Source material:
━━━━━━━━━━━━━━━━
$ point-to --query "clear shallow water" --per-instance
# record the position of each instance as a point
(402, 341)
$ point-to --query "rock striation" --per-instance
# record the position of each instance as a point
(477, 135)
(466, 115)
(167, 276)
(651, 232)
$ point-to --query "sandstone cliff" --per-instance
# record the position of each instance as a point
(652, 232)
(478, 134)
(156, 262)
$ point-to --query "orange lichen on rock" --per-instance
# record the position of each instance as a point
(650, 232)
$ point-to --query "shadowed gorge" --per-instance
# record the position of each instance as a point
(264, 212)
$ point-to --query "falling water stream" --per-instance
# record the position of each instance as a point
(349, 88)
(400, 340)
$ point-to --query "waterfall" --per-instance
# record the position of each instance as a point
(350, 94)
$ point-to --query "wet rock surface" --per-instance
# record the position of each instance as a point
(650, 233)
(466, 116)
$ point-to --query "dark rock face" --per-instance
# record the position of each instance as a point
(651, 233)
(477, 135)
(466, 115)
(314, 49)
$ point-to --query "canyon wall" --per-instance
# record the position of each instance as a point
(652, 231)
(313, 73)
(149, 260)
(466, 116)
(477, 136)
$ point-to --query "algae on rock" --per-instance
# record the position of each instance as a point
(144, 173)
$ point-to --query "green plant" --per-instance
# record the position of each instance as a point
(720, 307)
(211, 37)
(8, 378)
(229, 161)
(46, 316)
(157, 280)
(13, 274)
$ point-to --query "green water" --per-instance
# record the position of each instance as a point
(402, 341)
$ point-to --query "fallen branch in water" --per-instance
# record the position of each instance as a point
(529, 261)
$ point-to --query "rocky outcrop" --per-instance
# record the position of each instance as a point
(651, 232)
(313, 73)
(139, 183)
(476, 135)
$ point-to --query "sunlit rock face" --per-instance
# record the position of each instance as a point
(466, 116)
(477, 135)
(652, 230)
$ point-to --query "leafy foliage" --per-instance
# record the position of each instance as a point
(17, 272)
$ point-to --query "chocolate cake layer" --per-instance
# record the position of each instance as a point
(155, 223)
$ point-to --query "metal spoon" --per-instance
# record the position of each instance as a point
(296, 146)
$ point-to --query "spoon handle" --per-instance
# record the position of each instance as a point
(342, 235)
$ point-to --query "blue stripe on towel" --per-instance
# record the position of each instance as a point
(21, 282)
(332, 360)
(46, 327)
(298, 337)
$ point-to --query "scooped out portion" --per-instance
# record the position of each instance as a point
━━━━━━━━━━━━━━━━
Written task: Every line of the records above needs to be given again exactly.

Solution:
$ point-to --query "clear shallow water" --per-instance
# record the position of each instance as a point
(402, 341)
$ point-to --query "rock striation" --per-instance
# record the position of each instance as a point
(477, 135)
(466, 115)
(167, 276)
(651, 232)
$ point-to --query "sandstone cliff" --per-instance
# record the position of each instance as a point
(652, 232)
(478, 134)
(156, 262)
$ point-to --query "orange lichen on rock" --per-instance
# record the position of each instance as a point
(650, 232)
$ point-to --query "shadowed gorge" --per-instance
# record the position of each instance as a point
(264, 212)
$ point-to --query "falling water stream" --per-instance
# record the position of each instance as a point
(349, 88)
(400, 340)
$ point-to --query "waterfall" --per-instance
# record the position of each instance as a point
(350, 94)
$ point-to --query "wet rock surface" --per-instance
# record the position of each instance as a point
(650, 233)
(466, 116)
$ point-to --query "dark rock face" --per-instance
# record the position of each instance as a point
(651, 233)
(477, 135)
(466, 115)
(314, 49)
$ point-to --query "canyon wall" --per-instance
# record the position of each instance as a point
(652, 231)
(313, 73)
(149, 260)
(466, 116)
(477, 136)
$ point-to --query "algae on rock" --per-instance
# record the position of each instance as a point
(144, 173)
$ point-to --query "green plant" --per-instance
# record the position of each instance as a point
(720, 307)
(211, 37)
(8, 378)
(229, 161)
(46, 316)
(157, 280)
(13, 274)
$ point-to --query "green water" --per-instance
# record the position of each instance as a point
(402, 341)
$ point-to --query "fallen branch in water" --per-instance
# record the position of each instance as a point
(529, 261)
$ point-to --query "rocky outcrop" --per-instance
# record the position of each instance as a point
(651, 232)
(313, 73)
(139, 183)
(476, 135)
$ point-to --query "sunlit rock face" --per-instance
# record the position of each instance as a point
(466, 116)
(477, 135)
(652, 230)
$ point-to --query "leafy foliage" --per-instance
# record the position of each instance as a point
(17, 272)
$ point-to --query "chocolate cake layer" --per-instance
# record the position of each instance as a point
(155, 223)
$ point-to --query "metal spoon" --per-instance
# record the position of each instance as a point
(296, 146)
$ point-to --query "spoon handle" --per-instance
# record the position of each instance as a point
(342, 235)
$ point-to --query "blue stripe on towel" --per-instance
# record the position of each instance as a point
(21, 282)
(332, 360)
(46, 327)
(298, 337)
$ point-to --query "scooped out portion" --per-instance
# record the position of each instance as a point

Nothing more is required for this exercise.